Exercise materials:
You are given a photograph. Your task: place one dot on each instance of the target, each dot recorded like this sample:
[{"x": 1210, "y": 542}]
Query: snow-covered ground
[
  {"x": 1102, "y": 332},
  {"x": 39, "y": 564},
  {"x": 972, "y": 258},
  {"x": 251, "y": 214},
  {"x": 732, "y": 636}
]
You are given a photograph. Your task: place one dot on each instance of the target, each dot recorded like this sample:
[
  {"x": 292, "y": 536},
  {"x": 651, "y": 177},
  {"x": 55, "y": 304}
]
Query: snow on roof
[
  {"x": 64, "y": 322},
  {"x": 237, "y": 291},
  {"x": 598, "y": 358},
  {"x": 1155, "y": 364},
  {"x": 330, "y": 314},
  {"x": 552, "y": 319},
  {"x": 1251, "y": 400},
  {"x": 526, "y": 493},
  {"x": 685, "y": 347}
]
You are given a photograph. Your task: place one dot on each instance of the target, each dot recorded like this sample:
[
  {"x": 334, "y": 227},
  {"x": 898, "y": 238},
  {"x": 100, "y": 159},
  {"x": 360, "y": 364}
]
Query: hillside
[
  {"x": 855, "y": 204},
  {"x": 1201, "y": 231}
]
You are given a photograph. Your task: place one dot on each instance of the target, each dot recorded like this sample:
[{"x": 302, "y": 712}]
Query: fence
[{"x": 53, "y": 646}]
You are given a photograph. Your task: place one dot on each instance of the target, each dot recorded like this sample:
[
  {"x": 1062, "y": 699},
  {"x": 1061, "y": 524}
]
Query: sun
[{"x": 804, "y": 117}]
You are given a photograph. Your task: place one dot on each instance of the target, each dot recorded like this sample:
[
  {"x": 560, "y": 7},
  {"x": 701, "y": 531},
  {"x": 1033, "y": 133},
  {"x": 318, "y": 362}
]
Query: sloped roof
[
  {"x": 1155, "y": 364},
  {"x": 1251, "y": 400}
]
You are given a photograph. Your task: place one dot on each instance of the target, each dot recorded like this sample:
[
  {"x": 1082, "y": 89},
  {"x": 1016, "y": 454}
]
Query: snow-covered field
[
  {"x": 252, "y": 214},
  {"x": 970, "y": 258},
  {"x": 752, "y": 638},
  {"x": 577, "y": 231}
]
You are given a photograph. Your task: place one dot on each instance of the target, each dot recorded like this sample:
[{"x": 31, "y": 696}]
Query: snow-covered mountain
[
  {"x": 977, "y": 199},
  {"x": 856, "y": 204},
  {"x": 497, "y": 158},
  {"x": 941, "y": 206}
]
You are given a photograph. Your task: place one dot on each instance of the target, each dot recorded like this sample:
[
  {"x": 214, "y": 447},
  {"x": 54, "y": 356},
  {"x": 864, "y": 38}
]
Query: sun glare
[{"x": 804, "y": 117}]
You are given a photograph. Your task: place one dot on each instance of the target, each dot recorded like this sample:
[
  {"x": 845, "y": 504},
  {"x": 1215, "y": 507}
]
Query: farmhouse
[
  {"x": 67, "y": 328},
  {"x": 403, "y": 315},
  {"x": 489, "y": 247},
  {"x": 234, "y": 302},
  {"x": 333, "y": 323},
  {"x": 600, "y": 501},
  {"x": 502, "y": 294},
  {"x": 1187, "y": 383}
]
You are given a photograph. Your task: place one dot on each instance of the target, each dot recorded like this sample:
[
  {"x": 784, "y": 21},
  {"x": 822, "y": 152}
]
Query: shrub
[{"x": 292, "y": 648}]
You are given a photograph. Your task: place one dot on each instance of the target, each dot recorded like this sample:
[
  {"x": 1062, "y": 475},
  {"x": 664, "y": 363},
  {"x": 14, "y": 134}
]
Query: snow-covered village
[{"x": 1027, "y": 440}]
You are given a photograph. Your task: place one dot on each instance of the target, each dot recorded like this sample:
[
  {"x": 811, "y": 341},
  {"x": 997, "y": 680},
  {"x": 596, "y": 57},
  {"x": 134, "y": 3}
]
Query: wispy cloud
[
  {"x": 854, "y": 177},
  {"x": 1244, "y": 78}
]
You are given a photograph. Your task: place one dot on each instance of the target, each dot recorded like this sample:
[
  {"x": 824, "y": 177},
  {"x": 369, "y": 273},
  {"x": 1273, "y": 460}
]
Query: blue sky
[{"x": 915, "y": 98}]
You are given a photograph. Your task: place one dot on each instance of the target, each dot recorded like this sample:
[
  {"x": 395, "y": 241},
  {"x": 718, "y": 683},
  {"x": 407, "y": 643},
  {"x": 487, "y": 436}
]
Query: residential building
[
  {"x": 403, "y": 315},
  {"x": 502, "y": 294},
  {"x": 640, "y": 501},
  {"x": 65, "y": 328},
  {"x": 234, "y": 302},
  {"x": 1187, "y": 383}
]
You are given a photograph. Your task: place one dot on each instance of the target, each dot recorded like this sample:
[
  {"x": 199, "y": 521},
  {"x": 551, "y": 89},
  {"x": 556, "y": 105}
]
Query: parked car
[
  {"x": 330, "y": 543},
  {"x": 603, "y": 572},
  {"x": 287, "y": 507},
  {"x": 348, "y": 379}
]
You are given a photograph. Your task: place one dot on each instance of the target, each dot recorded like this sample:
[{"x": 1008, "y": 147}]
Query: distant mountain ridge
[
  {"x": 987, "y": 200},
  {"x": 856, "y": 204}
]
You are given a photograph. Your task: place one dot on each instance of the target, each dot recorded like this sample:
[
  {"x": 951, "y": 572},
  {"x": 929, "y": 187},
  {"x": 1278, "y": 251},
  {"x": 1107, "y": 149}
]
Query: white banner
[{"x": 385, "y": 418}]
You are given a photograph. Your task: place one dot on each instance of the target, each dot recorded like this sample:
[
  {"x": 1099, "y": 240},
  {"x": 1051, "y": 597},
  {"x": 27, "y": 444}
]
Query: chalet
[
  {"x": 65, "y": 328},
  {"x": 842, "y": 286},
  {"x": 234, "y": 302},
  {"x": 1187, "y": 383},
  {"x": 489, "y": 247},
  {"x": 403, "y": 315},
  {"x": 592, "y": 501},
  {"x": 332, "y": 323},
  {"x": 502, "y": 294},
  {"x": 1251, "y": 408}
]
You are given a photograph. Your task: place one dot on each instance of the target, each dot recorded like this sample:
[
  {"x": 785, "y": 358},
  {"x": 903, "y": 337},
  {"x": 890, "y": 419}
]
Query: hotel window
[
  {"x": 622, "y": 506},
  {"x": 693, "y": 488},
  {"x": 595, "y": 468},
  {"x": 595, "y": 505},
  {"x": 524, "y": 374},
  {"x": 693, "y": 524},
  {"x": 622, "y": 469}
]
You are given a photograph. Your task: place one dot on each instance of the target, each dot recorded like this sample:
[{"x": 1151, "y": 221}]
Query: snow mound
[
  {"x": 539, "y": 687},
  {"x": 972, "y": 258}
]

Stated exercise:
Extract every record. Keep wording exact.

Task response:
You are given a photograph. Your task: place one dot on each instance of the target, each dot recorded like this sample:
[{"x": 1210, "y": 542}]
Query: snow-covered ground
[
  {"x": 1102, "y": 332},
  {"x": 39, "y": 564},
  {"x": 972, "y": 258},
  {"x": 251, "y": 214},
  {"x": 732, "y": 636}
]
You are given a photograph. Your task: place one dot on each instance of the target, each dot recorded like this sample:
[
  {"x": 292, "y": 536},
  {"x": 651, "y": 177},
  {"x": 55, "y": 304}
]
Query: snow on roof
[
  {"x": 64, "y": 322},
  {"x": 237, "y": 291},
  {"x": 598, "y": 358},
  {"x": 1155, "y": 364},
  {"x": 330, "y": 314},
  {"x": 552, "y": 319},
  {"x": 1251, "y": 400},
  {"x": 526, "y": 493},
  {"x": 685, "y": 347}
]
You are given a photograph. Your task: place one dot on each instance of the target, each dot recorded like this sample:
[
  {"x": 334, "y": 227},
  {"x": 898, "y": 238},
  {"x": 100, "y": 159},
  {"x": 360, "y": 364}
]
Query: hillside
[
  {"x": 855, "y": 204},
  {"x": 1201, "y": 231}
]
You are given a photograph. Your task: place one dot on each instance of the target, each dot recorded like this sample:
[{"x": 302, "y": 712}]
Query: fence
[{"x": 53, "y": 646}]
You are given a photograph. Your task: place one dot on each instance of the target, each dot recorded like this sample:
[
  {"x": 1062, "y": 699},
  {"x": 1061, "y": 524}
]
Query: sun
[{"x": 804, "y": 117}]
You are given a photograph. Your task: place one dot on each instance of the target, each dot recorded like this sample:
[
  {"x": 560, "y": 7},
  {"x": 701, "y": 531},
  {"x": 1033, "y": 133},
  {"x": 318, "y": 362}
]
Query: sloped roof
[
  {"x": 1155, "y": 364},
  {"x": 1251, "y": 400}
]
You are given a photograph. Your task: place one dot on each instance of the target, each dot recorded like this sample:
[
  {"x": 1082, "y": 89},
  {"x": 1016, "y": 454}
]
Query: snow-covered field
[
  {"x": 252, "y": 214},
  {"x": 970, "y": 258},
  {"x": 752, "y": 638},
  {"x": 577, "y": 231}
]
You are given a photograph. Your task: place one dot on each instance of the target, each dot recorded like this sample:
[{"x": 31, "y": 696}]
Query: snow-covered mountain
[
  {"x": 977, "y": 199},
  {"x": 856, "y": 204},
  {"x": 497, "y": 158},
  {"x": 941, "y": 206}
]
You are given a photograph. Your task: place one dot on each instance of the target, each dot recorded like this sample:
[
  {"x": 214, "y": 447},
  {"x": 54, "y": 356},
  {"x": 864, "y": 38}
]
Query: sun glare
[{"x": 804, "y": 117}]
You are given a photograph. Your task: place one dot on each instance of the target, each dot recorded like this sample:
[
  {"x": 845, "y": 504},
  {"x": 1215, "y": 507}
]
Query: farmhouse
[
  {"x": 67, "y": 328},
  {"x": 403, "y": 315},
  {"x": 489, "y": 247},
  {"x": 234, "y": 302},
  {"x": 333, "y": 323},
  {"x": 600, "y": 501},
  {"x": 502, "y": 294},
  {"x": 1187, "y": 383}
]
You are given a photograph. Your task: place one dot on each instance of the target, each dot recorded like this sample:
[
  {"x": 784, "y": 21},
  {"x": 822, "y": 152}
]
Query: shrub
[{"x": 292, "y": 648}]
You are given a photograph. Your task: place one dot on each instance of the target, each dot recorded like this sample:
[
  {"x": 1062, "y": 475},
  {"x": 664, "y": 363},
  {"x": 14, "y": 134}
]
Query: snow-covered village
[{"x": 1027, "y": 440}]
You are given a photograph. Your task: place one dot on each instance of the target, each dot recorded like this sample:
[
  {"x": 811, "y": 341},
  {"x": 997, "y": 680},
  {"x": 596, "y": 57},
  {"x": 134, "y": 3}
]
Query: wispy cloud
[
  {"x": 854, "y": 177},
  {"x": 1244, "y": 78}
]
You are given a photograph. Your task: place one dot on each instance of the target, each dot recorded like this sample:
[
  {"x": 824, "y": 177},
  {"x": 369, "y": 273},
  {"x": 1273, "y": 460}
]
Query: blue sky
[{"x": 915, "y": 98}]
You are given a photograph. Your task: place one dot on each instance of the target, each dot recorded like this sample:
[
  {"x": 395, "y": 241},
  {"x": 718, "y": 683},
  {"x": 407, "y": 643},
  {"x": 487, "y": 436}
]
Query: residential building
[
  {"x": 403, "y": 315},
  {"x": 502, "y": 294},
  {"x": 640, "y": 501},
  {"x": 65, "y": 328},
  {"x": 234, "y": 302},
  {"x": 1187, "y": 383}
]
You are given a photograph. Your task: place one dot on each instance of the target, each dot recorded like this sample:
[
  {"x": 199, "y": 521},
  {"x": 551, "y": 89},
  {"x": 556, "y": 105}
]
Query: parked car
[
  {"x": 330, "y": 543},
  {"x": 603, "y": 572},
  {"x": 287, "y": 507},
  {"x": 348, "y": 379}
]
You are given a photograph. Your task: place one dot on each instance of the target, each dot recorded like this sample:
[{"x": 1008, "y": 147}]
Query: distant mountain ridge
[
  {"x": 987, "y": 200},
  {"x": 856, "y": 204}
]
You are given a photograph. Your task: place one dot on each instance of the target, each dot recorded like this sample:
[
  {"x": 951, "y": 572},
  {"x": 929, "y": 187},
  {"x": 1278, "y": 251},
  {"x": 1107, "y": 149}
]
Query: white banner
[{"x": 385, "y": 418}]
You are given a photograph. Your task: place one dot on each instance of the target, each dot recorded like this sample:
[
  {"x": 1099, "y": 240},
  {"x": 1051, "y": 597},
  {"x": 27, "y": 444}
]
Query: chalet
[
  {"x": 65, "y": 328},
  {"x": 842, "y": 286},
  {"x": 234, "y": 302},
  {"x": 1187, "y": 383},
  {"x": 489, "y": 247},
  {"x": 403, "y": 315},
  {"x": 592, "y": 501},
  {"x": 332, "y": 323},
  {"x": 502, "y": 294},
  {"x": 1251, "y": 408}
]
You are given a photograph. Your task: place one dot on each instance of the target, each dot recorded like this sample:
[
  {"x": 785, "y": 358},
  {"x": 903, "y": 337},
  {"x": 890, "y": 419}
]
Query: hotel window
[
  {"x": 622, "y": 506},
  {"x": 693, "y": 488},
  {"x": 595, "y": 468},
  {"x": 595, "y": 505},
  {"x": 524, "y": 374},
  {"x": 693, "y": 524},
  {"x": 622, "y": 469}
]
You are given a photograph. Your task: place one dot on each instance of the target, each dot recorded like this sample:
[{"x": 1151, "y": 221}]
Query: snow mound
[
  {"x": 539, "y": 687},
  {"x": 972, "y": 258}
]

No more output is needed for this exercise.